> Source text:
At period end, the Fund had no outstanding securities sold short.
Joint Credit Facility. A number of mutual funds managed by the Manager participate in a $1.875 billion revolving credit facility (the “Facility”) intended to provide short-term financing, if necessary, subject to certain restrictions in connection with atypical redemption activity. Expenses and fees related to the Facility are paid by the participating funds and are disclosed separately or as other expenses on the Consolidated Statement of Operations. The Fund did not utilize the Facility during the reporting period.
68 OPPENHEIMER GLOBAL HIGH YIELD FUND
BOARD APPROVAL OF THE FUND’S INVESTMENT ADVISORY
AND SUB-ADVISORY AGREEMENTS Unaudited
The Fund has entered into an investment advisory agreement with OFI Global Asset Management, Inc. (“OFI Global” or the “Adviser”), a wholly-owned subsidiary of OppenheimerFunds, Inc. (“OFI” or the “Sub-Adviser”) (“OFI Global” and “OFI” together the “Managers”) and OFI Global has entered into a sub-advisory agreement with OFI whereby OFI provides investment sub-advisory services to the Fund (collectively, the “Agreements”). Each year, the Board of Trustees (the “Board”), including a majority of the independent Trustees, is required to determine whether to approve the terms of the Agreements and the renewal thereof. The Investment Company Act of 1940, as amended, requires that the Board request and evaluate, and that the Managers provide, such information as may be reasonably necessary to evaluate the terms of the Agreements. The Board employs an independent consultant to prepare a report that provides information, including comparative information that the Board requests for that purpose. In addition to in-person meetings focused on this evaluation, the Board receives information throughout the year regarding Fund services, fees, expenses and performance.

> Tasks:
1. Decide whether each statement agrees with the fund report. For each, answer yes or no and quote the deciding words.
(a) The Fund drew on the Facility during the reporting period.
(b) OFI Global is a wholly-owned subsidiary of OppenheimerFunds, Inc.
(c) The Board hires an independent consultant to prepare a report.
2. Write the next part of the fund report, picking up after its final sentence.
The material placed after the fund report has no role in this.

> Data section:
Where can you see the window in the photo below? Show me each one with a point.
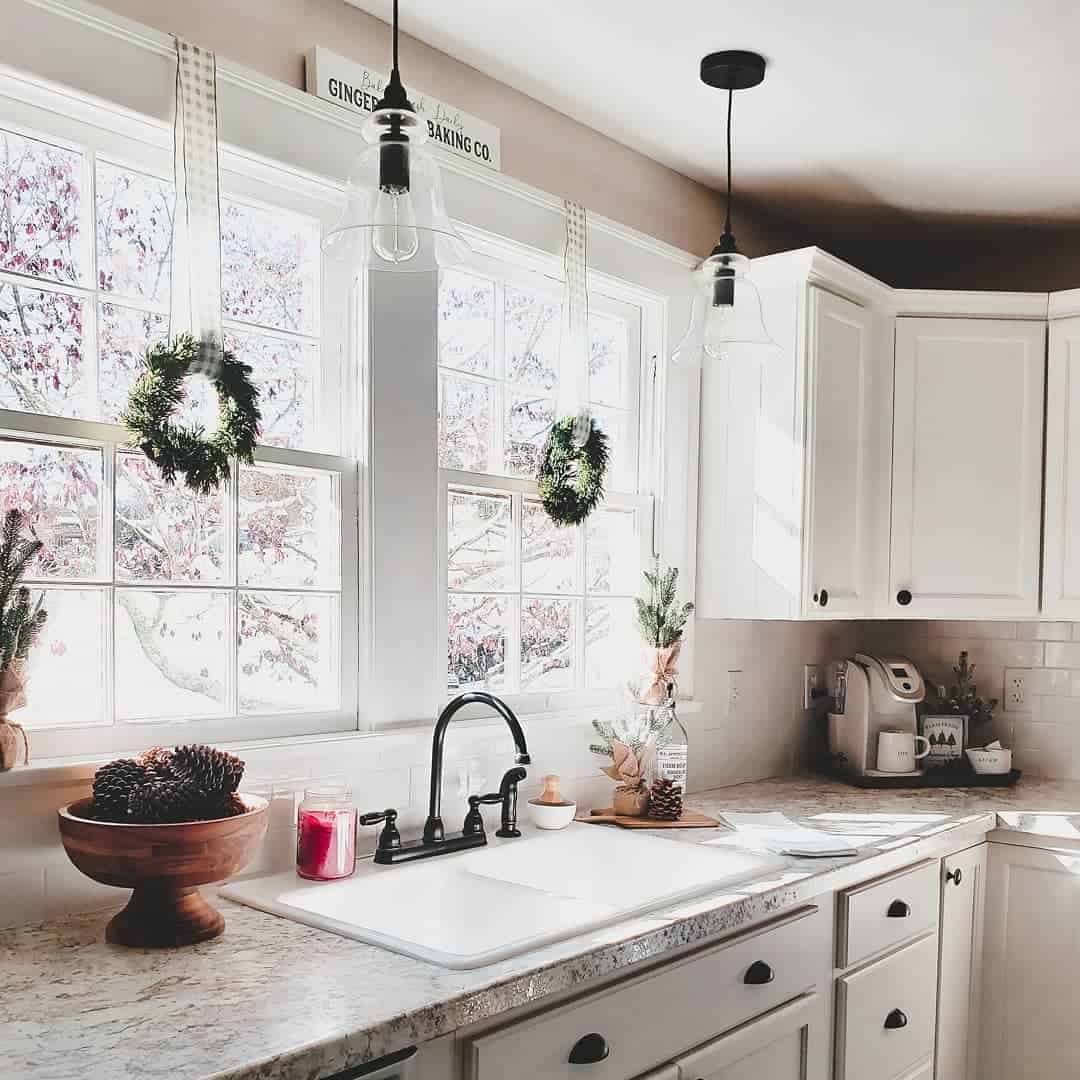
(530, 607)
(238, 609)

> Task-by-task results:
1.
(a) No: "The Fund did not utilize the Facility during the reporting period."
(b) Yes: "a wholly-owned subsidiary of OppenheimerFunds, Inc."
(c) Yes: "The Board employs an independent consultant to prepare a report"

2.
The Managers and the independent consultant provided information to the Board on the following factors: (i) the nature, quality and extent of the Managers’ services, (ii) the comparative investment performance of the Fund and the Managers, (iii) the fees and expenses of the Fund, including comparative fee and expense information, (iv) the profitability of the Managers and their affiliates, including an analysis of the cost of providing services, (v) whether economies of scale are realized as the Fund grows and whether fee levels reflect these economies of scale for Fund investors and (vi) other benefits to the Managers from their relationship with the Fund. The Board was aware that there are alternatives to retaining the Managers.
Outlined below is a summary of the principal information considered by the Board as well as the Board’s conclusions.
Nature, Quality and Extent of Services. The Board considered information about the nature, quality and extent of the services provided to the Fund and information regarding the Managers’ key personnel who provide such services. The Managers’ duties include providing the Fund with the services of the portfolio managers and the Sub-Adviser’s investment team, who provide research, analysis and other advisory services in regard to the Fund’s investments; and securities trading services. OFI Global is responsible for oversight of third-party service providers; monitoring compliance with applicable Fund policies and procedures and adherence to the Fund’s investment restrictions; risk management; and oversight of the Sub-Adviser. OFI Global is also responsible for providing certain administrative services to the Fund. Those services include providing and supervising all administrative and clerical personnel who are necessary in order to provide effective corporate administration for the Fund; compiling and maintaining records with respect to the Fund’s operations; preparing and filing reports required by the U.S. Securities and Exchange Commission; preparing periodic reports regarding the operations of the Fund for its shareholders; preparing proxy materials for shareholder meetings; and preparing the registration statements required by federal and state securities laws for the sale of the Fund’s shares. OFI Global also provides the Fund with office space, facilities and equipment.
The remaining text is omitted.